### Texto fornecido:
::::::::

No próximo tópico, vamos explicar melhor por que a episiotomia deve ser evitada.
Por que a episiotomia não é indicada?
Nada mais compreensível do que a confiança no profissional da saúde responsável pelo seu parto. O momento é único, delicado e marcante, mas também traz a sensação de vulnerabilidade. Por isso, ao receber a recomendação de uma episiotomia, é natural pensar que o profissional em questão está tomando a melhor decisão.
Mas para que determinada ação valha a pena, é necessário que os benefícios comprovados da prática superam seus danos conhecidos.
Existe, dentro da Medicina Baseada em Evidências, um conceito interessantíssimo que é o seguinte: “Quando falamos de fisiologia, o ônus da prova é da intervenção”.
Trocando em miúdos, quando estamos falando de um processo fisiológico (como é – ou deveria ser – o parto normal), qualquer procedimento deve se provar benéfico antes de ser feito. Caso contrário, estaremos apenas adicionando potenciais danos sem nenhuma evidência de benefício.
E adicionar danos é justamente o contrário do que prega a filosofia que orienta os médicos: Primum non nocere (primeiramente, não causar danos). Isso deveria guiar toda e qualquer conduta médica.
Pois bem, voltando ao corte no períneo de parturientes: o que sabemos? Primeiramente precisamos destacar que:
- Não temos evidências de segurança dessa prática;
- Não temos nenhuma evidência sólida dos supostos benefício;
- Não temos nenhuma indicação precisa que seja baseada em evidências;
- Já sabemos que a episiotomia não protege contra lacerações graves, pelo contrário, ela aumenta o risco de uma laceração se agravar.
Somente com essas informações, você já dispõe de argumentos suficientes para evitar este procedimento.
Mas não vamos parar por aqui. Vamos falar sobre os danos comprovados da episiotomia, que já estão bem estabelecidos na literatura médica:
- Como mencionamos, a episiotomia aumenta os riscos de lacerações graves, ao invés de preveni-las, principalmente no caso de partos instrumentais (em que temos a necessidade de aplicar fórceps ou vácuo extrator para o nascimento do bebê);
- O procedimento pode provocar disfunções sexuais no pós parto, o que prejudica a vida da mulher por um tempo prolongado;
- A episiotomia também pode causar disfunção urinária por alteração do funcionamento da musculatura;
- Esse “pique”, supostamente inofensivo, pode causar dor crônica, prejudicando a sua qualidade de vida e os cuidados com o bebê, que já são desafiadores mesmo quando se tem um parto normal sem intervenções;
- O procedimento também não melhora os desfechos para o bebê, ou seja, não interfere na necessidade do bebê ir para UTI, por exemplo, ou na mortalidade.
Enfim, é preciso ter em mente que a episiotomia, por si só, equivale a uma profunda laceração de segundo grau. E não faz o menor sentido, do ponto de vista fisiológico, fazer um corte profundo para evitar uma laceração profunda.
Já se sabe que partos bem conduzidos, com um mínimo de intervenções, sem puxos dirigidos, manobra de Valsalva (prender o ar e fazer força) ou Kristeller (apertar a barriga da mãe para o bebê sair mais rápido), resultam em períneo íntegro, sem lacerações, e funcional em cerca de 50% dos casos (alguns estudos falam em até 60%). E nos casos em que há lacerações, grande parte delas é de primeiro grau.

::::::::

### Verifique sua compreensão:
#1 Quais práticas o texto sobre a episiotomia diz estarem ausentes nos partos bem conduzidos que resultam em períneo íntegro?
#2 Extraia do texto sobre a episiotomia o trecho que começa em "Trocando em miúdos, quando" e termina em "laceração se agravar.".
Os itens abaixo são um material à parte, independente do texto.

### Registros de dados:
::::::::

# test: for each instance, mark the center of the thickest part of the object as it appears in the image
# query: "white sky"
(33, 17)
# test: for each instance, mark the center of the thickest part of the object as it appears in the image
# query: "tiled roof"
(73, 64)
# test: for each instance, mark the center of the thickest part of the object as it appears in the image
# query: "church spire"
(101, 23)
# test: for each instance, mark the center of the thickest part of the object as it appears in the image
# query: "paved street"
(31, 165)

::::::::

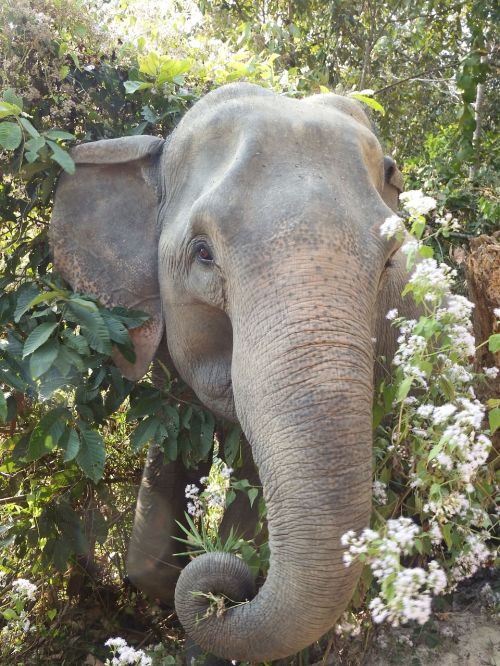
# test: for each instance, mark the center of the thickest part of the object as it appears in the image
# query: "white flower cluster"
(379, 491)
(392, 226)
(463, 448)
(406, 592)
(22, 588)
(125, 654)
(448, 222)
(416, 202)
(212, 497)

::::::::

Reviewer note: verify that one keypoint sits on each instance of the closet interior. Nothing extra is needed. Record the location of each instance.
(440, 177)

::::::::

### Respostas das tarefas:
#1
- Puxos dirigidos
- Manobra de Valsalva (prender o ar e fazer força)
- Manobra de Kristeller (apertar a barriga da mãe para o bebê sair mais rápido)

#2
Trocando em miúdos, quando estamos falando de um processo fisiológico (como é – ou deveria ser – o parto normal), qualquer procedimento deve se provar benéfico antes de ser feito. Caso contrário, estaremos apenas adicionando potenciais danos sem nenhuma evidência de benefício.
E adicionar danos é justamente o contrário do que prega a filosofia que orienta os médicos: Primum non nocere (primeiramente, não causar danos). Isso deveria guiar toda e qualquer conduta médica.
Pois bem, voltando ao corte no períneo de parturientes: o que sabemos? Primeiramente precisamos destacar que:
- Não temos evidências de segurança dessa prática;
- Não temos nenhuma evidência sólida dos supostos benefício;
- Não temos nenhuma indicação precisa que seja baseada em evidências;
- Já sabemos que a episiotomia não protege contra lacerações graves, pelo contrário, ela aumenta o risco de uma laceração se agravar.